__Task prompt__
List each line in the items below that contains the word "queue".

__Data shown__
▬▬▬
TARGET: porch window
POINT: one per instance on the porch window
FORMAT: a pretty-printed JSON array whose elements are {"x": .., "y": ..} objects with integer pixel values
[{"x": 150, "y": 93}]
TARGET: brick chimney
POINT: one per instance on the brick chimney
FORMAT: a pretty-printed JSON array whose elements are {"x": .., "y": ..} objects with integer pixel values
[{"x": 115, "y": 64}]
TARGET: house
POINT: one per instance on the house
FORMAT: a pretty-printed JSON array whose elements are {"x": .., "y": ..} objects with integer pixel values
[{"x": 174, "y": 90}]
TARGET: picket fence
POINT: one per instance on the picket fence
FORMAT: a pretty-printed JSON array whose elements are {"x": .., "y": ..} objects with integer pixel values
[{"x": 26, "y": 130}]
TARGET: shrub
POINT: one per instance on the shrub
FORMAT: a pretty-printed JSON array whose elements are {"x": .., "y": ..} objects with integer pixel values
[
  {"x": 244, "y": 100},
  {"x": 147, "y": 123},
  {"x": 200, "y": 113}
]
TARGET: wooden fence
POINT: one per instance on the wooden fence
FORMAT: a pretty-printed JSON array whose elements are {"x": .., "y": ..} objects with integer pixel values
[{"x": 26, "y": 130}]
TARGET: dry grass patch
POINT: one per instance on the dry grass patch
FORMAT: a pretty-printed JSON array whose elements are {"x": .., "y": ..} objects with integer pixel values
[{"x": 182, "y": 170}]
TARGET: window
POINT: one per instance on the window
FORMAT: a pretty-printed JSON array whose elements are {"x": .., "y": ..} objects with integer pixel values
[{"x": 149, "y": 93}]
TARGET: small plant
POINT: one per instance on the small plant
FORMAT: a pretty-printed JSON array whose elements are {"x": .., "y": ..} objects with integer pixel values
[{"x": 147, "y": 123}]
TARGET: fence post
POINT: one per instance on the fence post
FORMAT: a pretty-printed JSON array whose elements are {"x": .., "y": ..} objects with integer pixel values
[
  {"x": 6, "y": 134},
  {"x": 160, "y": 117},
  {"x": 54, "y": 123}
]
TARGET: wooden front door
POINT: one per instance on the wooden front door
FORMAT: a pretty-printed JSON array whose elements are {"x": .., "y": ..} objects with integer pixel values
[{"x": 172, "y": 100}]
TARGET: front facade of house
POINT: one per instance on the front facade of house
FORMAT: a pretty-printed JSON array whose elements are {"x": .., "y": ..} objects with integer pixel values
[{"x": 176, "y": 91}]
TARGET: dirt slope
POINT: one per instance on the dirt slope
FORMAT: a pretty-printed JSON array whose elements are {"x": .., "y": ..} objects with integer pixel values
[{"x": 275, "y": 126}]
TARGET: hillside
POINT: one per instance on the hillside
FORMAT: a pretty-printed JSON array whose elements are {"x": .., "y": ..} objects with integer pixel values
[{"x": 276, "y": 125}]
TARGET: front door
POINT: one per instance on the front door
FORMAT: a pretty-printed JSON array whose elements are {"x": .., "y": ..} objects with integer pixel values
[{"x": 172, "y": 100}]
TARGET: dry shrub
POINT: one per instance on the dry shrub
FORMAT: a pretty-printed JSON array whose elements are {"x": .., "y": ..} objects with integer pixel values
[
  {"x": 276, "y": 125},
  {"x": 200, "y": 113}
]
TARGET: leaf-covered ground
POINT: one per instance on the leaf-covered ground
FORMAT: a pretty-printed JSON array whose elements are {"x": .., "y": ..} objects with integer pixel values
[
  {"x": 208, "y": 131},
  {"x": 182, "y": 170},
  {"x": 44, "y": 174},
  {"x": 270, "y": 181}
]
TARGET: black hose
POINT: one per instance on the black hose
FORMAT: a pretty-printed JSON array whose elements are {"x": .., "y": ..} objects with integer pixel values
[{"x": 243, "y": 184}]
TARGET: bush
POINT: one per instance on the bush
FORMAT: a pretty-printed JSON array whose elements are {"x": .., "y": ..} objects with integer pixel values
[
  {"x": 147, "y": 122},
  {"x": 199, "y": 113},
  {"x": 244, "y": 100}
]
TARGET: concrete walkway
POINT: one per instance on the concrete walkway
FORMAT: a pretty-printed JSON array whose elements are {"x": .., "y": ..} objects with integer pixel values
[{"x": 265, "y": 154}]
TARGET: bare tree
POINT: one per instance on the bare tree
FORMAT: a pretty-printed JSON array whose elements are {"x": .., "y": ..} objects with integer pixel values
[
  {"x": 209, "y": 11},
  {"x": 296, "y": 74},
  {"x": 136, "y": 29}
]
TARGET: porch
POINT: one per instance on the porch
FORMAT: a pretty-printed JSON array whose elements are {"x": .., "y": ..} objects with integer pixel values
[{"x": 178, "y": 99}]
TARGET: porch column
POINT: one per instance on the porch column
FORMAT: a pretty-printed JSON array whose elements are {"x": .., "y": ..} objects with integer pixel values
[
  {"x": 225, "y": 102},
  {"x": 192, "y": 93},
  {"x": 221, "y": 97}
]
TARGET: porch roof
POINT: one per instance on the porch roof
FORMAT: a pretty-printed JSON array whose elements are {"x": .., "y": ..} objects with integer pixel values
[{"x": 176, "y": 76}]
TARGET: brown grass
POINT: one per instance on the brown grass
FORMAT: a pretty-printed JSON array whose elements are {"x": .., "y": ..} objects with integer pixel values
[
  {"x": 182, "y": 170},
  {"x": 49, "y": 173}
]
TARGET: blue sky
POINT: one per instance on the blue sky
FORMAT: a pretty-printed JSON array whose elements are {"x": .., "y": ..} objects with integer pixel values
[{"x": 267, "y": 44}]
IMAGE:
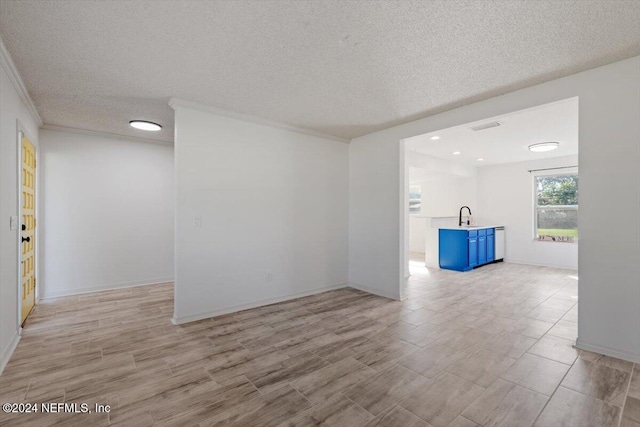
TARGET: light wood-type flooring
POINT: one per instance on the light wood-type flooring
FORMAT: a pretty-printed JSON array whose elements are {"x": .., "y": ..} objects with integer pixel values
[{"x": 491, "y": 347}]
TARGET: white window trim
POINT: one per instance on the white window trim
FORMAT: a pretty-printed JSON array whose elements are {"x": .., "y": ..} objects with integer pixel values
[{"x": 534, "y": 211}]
▬▬▬
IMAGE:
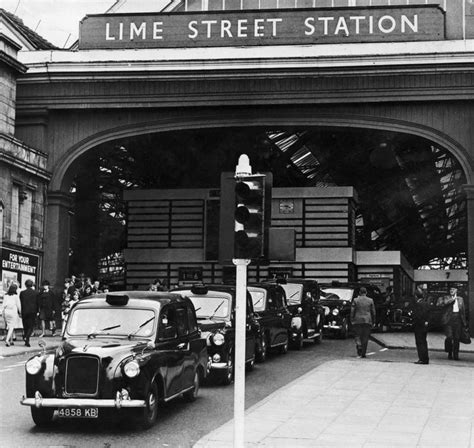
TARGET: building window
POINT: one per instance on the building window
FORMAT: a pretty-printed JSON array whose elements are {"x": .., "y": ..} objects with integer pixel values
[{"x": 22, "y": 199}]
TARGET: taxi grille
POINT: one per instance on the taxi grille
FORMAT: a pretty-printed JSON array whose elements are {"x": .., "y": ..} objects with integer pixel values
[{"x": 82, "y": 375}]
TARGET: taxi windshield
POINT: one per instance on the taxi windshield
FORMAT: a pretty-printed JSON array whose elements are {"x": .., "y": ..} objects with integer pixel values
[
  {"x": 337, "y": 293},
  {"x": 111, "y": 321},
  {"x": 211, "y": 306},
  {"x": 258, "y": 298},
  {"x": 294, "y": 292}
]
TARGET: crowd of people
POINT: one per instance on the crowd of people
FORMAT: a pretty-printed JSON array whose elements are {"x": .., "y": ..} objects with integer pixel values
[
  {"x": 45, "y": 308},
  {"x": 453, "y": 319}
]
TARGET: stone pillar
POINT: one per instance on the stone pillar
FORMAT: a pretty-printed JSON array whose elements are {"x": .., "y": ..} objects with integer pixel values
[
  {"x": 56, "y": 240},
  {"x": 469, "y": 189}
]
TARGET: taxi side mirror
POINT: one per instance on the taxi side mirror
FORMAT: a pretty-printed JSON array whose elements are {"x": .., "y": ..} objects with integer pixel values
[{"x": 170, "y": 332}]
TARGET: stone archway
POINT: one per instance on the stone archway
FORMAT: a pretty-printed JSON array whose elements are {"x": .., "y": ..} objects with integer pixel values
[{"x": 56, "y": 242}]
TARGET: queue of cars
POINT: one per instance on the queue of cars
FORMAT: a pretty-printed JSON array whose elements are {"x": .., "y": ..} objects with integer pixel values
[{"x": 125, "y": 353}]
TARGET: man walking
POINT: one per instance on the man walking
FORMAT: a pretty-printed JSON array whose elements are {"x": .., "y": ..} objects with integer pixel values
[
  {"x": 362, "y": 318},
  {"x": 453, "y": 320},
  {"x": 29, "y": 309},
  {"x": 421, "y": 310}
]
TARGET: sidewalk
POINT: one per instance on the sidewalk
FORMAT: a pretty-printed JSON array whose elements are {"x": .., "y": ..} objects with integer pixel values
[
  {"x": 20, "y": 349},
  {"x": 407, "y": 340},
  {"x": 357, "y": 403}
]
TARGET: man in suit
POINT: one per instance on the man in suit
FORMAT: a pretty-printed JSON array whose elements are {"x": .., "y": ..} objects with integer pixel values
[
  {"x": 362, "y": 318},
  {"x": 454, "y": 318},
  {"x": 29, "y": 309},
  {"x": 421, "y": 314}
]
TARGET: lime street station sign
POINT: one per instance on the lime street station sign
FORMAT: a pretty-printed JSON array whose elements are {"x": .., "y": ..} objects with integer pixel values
▬▬▬
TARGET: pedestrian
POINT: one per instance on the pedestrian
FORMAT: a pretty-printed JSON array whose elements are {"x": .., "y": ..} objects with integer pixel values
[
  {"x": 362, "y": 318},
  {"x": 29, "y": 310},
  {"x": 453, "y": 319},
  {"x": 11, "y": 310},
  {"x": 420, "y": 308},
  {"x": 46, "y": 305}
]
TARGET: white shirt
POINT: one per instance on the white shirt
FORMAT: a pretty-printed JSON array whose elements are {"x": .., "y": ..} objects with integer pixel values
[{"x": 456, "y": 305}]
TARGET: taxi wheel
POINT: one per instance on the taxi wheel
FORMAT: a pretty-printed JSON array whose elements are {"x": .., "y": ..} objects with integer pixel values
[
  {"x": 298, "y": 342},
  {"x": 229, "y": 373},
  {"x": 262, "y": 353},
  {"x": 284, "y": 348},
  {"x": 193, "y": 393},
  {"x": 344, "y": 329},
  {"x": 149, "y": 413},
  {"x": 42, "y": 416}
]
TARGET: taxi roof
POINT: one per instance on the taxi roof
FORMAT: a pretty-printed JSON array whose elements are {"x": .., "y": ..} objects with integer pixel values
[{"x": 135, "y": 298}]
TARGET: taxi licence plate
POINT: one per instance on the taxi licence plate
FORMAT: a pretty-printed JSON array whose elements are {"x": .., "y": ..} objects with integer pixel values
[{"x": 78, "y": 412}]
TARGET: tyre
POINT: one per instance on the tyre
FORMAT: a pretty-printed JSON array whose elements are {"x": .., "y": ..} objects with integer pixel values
▬▬▬
__Expected answer__
TARGET: queue of cars
POINT: one per instance on the queue of cars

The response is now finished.